(Stored data entries)
- Opening Delimiter -

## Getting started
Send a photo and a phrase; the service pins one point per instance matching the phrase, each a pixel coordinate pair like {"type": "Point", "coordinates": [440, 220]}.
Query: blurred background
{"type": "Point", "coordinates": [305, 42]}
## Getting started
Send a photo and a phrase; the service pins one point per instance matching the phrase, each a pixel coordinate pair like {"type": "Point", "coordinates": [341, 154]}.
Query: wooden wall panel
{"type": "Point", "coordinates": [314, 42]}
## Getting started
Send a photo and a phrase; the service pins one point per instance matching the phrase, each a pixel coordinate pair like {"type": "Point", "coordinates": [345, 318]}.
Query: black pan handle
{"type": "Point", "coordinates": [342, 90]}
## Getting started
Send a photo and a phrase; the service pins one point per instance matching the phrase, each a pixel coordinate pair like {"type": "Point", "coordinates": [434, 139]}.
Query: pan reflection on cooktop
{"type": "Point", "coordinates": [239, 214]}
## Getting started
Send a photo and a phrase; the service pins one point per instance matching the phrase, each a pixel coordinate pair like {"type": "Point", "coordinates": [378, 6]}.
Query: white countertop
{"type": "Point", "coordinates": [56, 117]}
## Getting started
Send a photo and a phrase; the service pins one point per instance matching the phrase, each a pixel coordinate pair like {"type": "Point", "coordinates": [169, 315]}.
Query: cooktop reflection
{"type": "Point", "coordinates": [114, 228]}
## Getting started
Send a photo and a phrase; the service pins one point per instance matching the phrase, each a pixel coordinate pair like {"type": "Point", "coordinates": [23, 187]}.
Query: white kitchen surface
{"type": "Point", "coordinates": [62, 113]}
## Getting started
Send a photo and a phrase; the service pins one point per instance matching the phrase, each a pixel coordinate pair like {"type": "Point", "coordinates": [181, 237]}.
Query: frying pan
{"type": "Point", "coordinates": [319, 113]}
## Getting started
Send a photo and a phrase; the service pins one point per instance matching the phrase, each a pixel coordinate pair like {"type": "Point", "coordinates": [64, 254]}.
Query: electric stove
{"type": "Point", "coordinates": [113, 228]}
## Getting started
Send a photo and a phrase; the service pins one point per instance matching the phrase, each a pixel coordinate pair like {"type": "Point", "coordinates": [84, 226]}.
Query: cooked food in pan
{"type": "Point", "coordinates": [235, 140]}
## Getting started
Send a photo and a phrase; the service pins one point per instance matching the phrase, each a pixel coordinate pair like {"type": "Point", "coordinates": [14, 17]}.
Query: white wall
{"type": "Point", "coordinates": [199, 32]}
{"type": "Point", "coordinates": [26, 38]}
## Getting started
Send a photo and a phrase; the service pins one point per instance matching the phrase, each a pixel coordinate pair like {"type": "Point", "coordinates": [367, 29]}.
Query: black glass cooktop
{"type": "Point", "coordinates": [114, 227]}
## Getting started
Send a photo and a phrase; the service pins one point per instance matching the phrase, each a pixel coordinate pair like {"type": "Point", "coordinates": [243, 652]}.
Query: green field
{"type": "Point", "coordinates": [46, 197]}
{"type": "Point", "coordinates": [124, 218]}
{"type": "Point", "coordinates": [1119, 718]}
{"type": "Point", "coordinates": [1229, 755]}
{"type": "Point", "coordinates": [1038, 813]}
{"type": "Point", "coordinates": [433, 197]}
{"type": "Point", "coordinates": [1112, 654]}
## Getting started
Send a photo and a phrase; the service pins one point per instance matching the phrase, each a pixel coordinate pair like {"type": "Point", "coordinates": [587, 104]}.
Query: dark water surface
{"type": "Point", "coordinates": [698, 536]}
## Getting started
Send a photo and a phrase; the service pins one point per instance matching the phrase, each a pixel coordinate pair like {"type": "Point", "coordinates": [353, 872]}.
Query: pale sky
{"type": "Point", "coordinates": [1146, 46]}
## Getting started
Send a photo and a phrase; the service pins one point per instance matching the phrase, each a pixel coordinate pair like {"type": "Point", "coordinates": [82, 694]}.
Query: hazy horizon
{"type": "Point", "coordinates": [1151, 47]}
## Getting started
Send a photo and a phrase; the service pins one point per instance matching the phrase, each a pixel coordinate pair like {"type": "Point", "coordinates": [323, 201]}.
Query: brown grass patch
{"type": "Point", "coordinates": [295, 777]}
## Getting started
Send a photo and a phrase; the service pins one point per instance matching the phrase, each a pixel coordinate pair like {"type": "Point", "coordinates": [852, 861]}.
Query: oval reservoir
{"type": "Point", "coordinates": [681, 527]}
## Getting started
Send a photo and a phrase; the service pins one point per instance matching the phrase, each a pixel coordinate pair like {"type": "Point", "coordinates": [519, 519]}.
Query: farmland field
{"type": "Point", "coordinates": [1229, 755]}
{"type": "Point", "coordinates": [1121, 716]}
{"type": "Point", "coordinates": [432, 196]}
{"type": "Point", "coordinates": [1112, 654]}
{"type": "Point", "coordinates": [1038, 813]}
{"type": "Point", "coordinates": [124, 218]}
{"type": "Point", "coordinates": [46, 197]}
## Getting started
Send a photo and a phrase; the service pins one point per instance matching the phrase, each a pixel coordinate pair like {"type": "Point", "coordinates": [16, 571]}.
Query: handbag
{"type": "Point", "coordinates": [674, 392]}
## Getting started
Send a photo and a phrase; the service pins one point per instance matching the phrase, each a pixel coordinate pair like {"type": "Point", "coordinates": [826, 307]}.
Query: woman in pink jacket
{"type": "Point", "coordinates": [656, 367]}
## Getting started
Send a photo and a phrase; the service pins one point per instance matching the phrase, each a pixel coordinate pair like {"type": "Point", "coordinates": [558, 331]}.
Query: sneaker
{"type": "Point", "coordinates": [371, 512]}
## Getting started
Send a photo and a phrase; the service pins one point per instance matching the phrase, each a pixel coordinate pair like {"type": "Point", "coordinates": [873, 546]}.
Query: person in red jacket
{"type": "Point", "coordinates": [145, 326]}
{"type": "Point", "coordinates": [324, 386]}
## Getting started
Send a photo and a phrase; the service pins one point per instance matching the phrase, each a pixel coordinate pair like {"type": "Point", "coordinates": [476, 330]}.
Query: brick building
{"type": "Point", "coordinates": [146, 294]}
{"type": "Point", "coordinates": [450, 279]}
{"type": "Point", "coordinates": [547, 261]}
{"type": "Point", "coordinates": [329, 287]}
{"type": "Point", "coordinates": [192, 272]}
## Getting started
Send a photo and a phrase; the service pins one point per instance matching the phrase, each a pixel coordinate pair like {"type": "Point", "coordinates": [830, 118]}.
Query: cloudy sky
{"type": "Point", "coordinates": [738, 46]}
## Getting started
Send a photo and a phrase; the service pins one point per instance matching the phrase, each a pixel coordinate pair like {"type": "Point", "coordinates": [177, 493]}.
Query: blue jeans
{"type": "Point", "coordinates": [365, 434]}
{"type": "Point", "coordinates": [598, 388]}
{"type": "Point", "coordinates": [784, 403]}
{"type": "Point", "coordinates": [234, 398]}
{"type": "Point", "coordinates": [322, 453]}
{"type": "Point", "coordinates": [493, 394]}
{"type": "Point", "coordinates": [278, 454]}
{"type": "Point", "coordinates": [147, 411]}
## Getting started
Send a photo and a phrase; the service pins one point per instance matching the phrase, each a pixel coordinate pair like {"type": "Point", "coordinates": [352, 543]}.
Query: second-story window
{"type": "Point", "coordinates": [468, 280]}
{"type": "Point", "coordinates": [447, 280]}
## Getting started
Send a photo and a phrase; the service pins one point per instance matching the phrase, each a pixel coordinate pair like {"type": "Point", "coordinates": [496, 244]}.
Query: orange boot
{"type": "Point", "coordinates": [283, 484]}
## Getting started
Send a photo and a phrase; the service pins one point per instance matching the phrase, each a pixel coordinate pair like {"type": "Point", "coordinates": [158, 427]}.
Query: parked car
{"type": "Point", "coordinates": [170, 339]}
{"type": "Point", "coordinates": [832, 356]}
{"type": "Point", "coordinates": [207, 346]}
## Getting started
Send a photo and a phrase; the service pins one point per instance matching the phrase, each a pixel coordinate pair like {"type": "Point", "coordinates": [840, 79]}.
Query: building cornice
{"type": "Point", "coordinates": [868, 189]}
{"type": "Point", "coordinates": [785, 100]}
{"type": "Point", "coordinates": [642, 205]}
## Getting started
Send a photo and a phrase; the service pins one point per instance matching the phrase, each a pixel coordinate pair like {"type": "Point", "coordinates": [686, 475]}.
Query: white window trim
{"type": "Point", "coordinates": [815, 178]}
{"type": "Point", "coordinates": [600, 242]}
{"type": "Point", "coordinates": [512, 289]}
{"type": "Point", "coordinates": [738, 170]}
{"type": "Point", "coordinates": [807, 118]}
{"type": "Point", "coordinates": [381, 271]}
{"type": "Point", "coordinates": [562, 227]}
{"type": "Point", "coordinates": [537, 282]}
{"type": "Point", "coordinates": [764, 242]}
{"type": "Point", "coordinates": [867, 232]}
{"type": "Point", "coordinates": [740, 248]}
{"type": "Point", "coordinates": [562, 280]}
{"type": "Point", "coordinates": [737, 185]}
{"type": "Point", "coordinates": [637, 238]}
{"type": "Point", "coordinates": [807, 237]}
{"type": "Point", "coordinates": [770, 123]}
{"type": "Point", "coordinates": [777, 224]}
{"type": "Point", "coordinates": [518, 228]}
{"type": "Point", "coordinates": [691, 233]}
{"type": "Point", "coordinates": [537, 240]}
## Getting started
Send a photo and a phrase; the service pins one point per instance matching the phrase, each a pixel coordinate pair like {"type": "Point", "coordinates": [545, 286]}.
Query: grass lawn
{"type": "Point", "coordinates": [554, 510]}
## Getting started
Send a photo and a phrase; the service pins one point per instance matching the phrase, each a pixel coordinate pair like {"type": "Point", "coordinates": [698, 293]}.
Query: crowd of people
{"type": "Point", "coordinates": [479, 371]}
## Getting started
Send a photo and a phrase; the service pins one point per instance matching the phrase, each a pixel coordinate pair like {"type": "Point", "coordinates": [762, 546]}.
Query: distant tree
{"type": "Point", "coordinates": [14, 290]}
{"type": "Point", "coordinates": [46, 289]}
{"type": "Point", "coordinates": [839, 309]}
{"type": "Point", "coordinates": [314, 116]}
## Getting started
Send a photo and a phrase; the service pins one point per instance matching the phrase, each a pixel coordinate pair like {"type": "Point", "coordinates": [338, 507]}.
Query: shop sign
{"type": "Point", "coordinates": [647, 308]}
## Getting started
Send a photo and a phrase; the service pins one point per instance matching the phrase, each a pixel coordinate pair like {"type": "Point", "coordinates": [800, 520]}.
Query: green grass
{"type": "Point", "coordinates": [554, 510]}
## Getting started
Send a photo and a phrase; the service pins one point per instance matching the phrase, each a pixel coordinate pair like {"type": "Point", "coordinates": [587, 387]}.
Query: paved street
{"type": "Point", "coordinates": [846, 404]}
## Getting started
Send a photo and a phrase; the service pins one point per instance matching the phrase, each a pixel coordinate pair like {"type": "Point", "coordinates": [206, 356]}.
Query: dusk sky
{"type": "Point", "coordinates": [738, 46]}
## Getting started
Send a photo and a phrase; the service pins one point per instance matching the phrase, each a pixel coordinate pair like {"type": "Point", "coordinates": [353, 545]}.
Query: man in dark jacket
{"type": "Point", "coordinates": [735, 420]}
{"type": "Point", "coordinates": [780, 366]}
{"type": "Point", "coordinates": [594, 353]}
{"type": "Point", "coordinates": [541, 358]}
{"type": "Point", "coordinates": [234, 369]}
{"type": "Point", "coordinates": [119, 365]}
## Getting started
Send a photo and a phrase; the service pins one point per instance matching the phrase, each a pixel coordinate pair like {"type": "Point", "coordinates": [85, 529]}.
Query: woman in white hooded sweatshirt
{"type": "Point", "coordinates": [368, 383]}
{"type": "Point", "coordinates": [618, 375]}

- Closing Delimiter -

** Aim of the task **
Give back exactly the lines from the one that contains "Query: paved street" to the end of the data above, both of those lines included.

** Solution **
Query: paved street
{"type": "Point", "coordinates": [846, 404]}
## Getting started
Send a photo and a phrase; the service pins one point per instance matching the phrase, each a pixel coordinate pair like {"type": "Point", "coordinates": [206, 356]}.
Query: dusk sky
{"type": "Point", "coordinates": [738, 46]}
## Getting started
Send a photo and a phrase; the service pins one point per instance matching the phrase, each a pixel coordinate pair like {"type": "Point", "coordinates": [353, 545]}.
Query: man in dark jacket
{"type": "Point", "coordinates": [735, 420]}
{"type": "Point", "coordinates": [780, 366]}
{"type": "Point", "coordinates": [594, 353]}
{"type": "Point", "coordinates": [541, 358]}
{"type": "Point", "coordinates": [234, 369]}
{"type": "Point", "coordinates": [119, 365]}
## Getting started
Send a photo and a phrase; the service pins one point per instance matching the phrase, each a pixel coordinate pair like {"type": "Point", "coordinates": [85, 529]}.
Query: woman in white hooded sweatshirt
{"type": "Point", "coordinates": [368, 383]}
{"type": "Point", "coordinates": [618, 375]}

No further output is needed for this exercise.